§ **TASK PROMPT**:
Update the material from the start through the line containing "top-left (0, 123), bottom-right (780, 229)" by replacing each "workspace" with "scene", keeping everything else the same. Leave the pictures out of your answer.

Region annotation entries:
/---
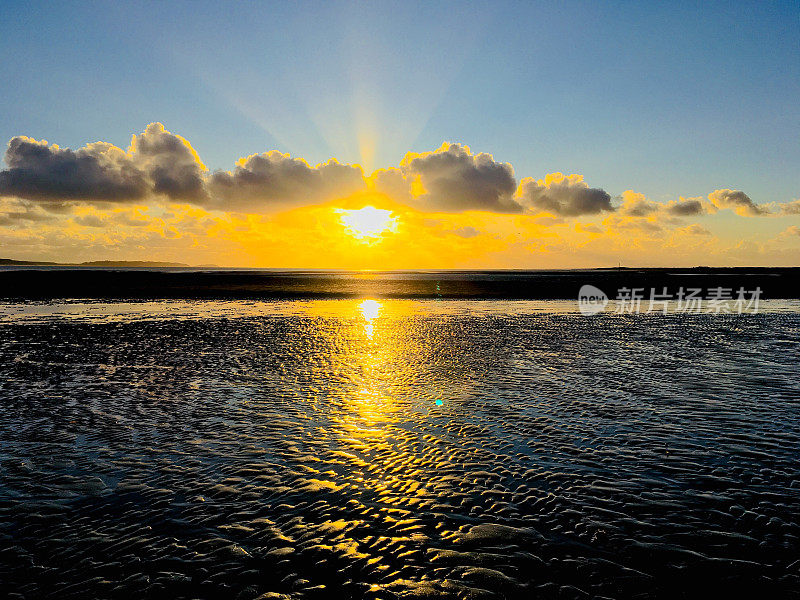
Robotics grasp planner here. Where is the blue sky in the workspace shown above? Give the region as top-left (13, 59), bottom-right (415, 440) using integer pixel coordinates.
top-left (0, 2), bottom-right (800, 202)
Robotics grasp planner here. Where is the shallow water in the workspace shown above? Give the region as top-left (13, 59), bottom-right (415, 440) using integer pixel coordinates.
top-left (0, 300), bottom-right (800, 599)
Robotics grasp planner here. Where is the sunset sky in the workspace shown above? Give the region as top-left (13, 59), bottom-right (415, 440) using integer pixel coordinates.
top-left (0, 2), bottom-right (800, 269)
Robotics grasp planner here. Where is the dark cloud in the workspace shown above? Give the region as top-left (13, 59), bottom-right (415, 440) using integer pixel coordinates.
top-left (131, 123), bottom-right (207, 202)
top-left (708, 189), bottom-right (769, 217)
top-left (680, 223), bottom-right (712, 235)
top-left (208, 150), bottom-right (365, 211)
top-left (400, 143), bottom-right (522, 213)
top-left (780, 200), bottom-right (800, 215)
top-left (517, 173), bottom-right (614, 217)
top-left (0, 137), bottom-right (149, 202)
top-left (619, 190), bottom-right (661, 217)
top-left (72, 215), bottom-right (107, 227)
top-left (0, 123), bottom-right (206, 205)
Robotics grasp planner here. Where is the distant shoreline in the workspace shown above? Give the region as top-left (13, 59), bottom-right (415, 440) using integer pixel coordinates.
top-left (0, 264), bottom-right (800, 300)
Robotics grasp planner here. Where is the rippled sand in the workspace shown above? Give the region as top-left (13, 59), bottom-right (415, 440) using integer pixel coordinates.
top-left (0, 300), bottom-right (800, 599)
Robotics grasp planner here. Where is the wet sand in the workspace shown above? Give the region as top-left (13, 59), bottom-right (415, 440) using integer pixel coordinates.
top-left (0, 267), bottom-right (800, 300)
top-left (0, 300), bottom-right (800, 600)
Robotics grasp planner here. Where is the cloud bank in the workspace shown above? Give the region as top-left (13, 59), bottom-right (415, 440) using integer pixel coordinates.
top-left (0, 123), bottom-right (780, 229)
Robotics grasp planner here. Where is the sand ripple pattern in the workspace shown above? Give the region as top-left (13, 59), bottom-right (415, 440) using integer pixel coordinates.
top-left (0, 300), bottom-right (800, 600)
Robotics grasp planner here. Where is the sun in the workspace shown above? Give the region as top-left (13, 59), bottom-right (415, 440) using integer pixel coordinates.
top-left (336, 206), bottom-right (397, 244)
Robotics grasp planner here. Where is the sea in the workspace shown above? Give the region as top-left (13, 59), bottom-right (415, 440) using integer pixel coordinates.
top-left (0, 298), bottom-right (800, 600)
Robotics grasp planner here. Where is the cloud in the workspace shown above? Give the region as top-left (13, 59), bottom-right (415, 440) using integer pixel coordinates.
top-left (708, 189), bottom-right (769, 217)
top-left (677, 223), bottom-right (713, 235)
top-left (453, 225), bottom-right (480, 239)
top-left (0, 136), bottom-right (149, 202)
top-left (780, 225), bottom-right (800, 238)
top-left (398, 143), bottom-right (522, 213)
top-left (666, 198), bottom-right (706, 217)
top-left (516, 173), bottom-right (614, 217)
top-left (208, 150), bottom-right (366, 212)
top-left (129, 123), bottom-right (207, 202)
top-left (619, 190), bottom-right (662, 217)
top-left (780, 200), bottom-right (800, 215)
top-left (0, 123), bottom-right (205, 208)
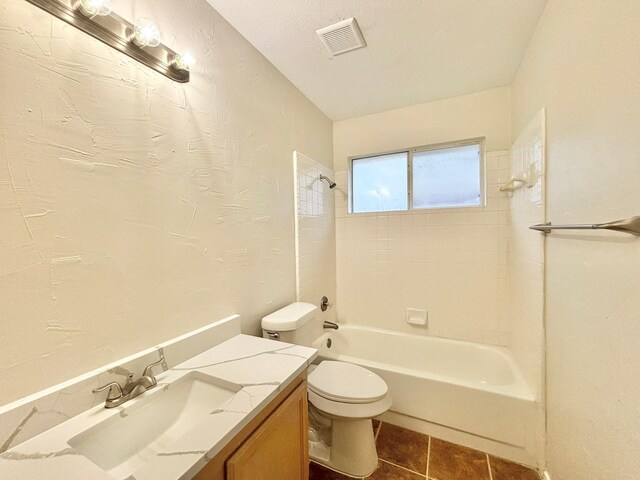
\---
§ **EXERCISE RESULT**:
Robotics grasp planner here. Where is the blue sky in the scene shown above? Give the region as top-left (13, 59), bottom-right (415, 440) using integer pixel coordinates.
top-left (0, 2), bottom-right (800, 202)
Robotics grasp planner here. Where is the shallow water in the scene shown above? Give the region as top-left (13, 59), bottom-right (415, 440) using integer pixel coordinates.
top-left (0, 300), bottom-right (800, 599)
Robotics grasp planner here. Where is the sunset sky in the scene shown above? Give the region as top-left (13, 59), bottom-right (415, 440) using integer pixel coordinates.
top-left (0, 2), bottom-right (800, 269)
Robotics grasp planner here. Where is the dark cloud in the scene shown above? Give the region as top-left (13, 59), bottom-right (415, 440) using integer pixel coordinates.
top-left (131, 123), bottom-right (207, 202)
top-left (708, 189), bottom-right (769, 217)
top-left (680, 223), bottom-right (712, 235)
top-left (208, 150), bottom-right (365, 211)
top-left (400, 143), bottom-right (522, 213)
top-left (780, 200), bottom-right (800, 215)
top-left (517, 173), bottom-right (614, 217)
top-left (0, 137), bottom-right (149, 202)
top-left (619, 190), bottom-right (661, 217)
top-left (72, 215), bottom-right (107, 227)
top-left (0, 123), bottom-right (206, 205)
Robotics grasp planner here. Where is the distant shoreline in the scene shown above? Give the region as top-left (13, 59), bottom-right (415, 440) using integer pixel coordinates.
top-left (0, 264), bottom-right (800, 300)
Robotics grasp planner here. Where is the rippled sand in the scene shown above? Give the region as top-left (13, 59), bottom-right (415, 440) using integer pixel coordinates.
top-left (0, 300), bottom-right (800, 599)
Robotics grasp planner here. Where is the wet sand in the scene shown above? Give the region as top-left (13, 59), bottom-right (415, 440) using integer pixel coordinates.
top-left (0, 267), bottom-right (800, 300)
top-left (0, 300), bottom-right (800, 600)
Robotics grasp planner here. Where is the cloud bank in the scene shown above? Give the region as top-left (13, 59), bottom-right (415, 440) using integer pixel coordinates.
top-left (0, 123), bottom-right (780, 229)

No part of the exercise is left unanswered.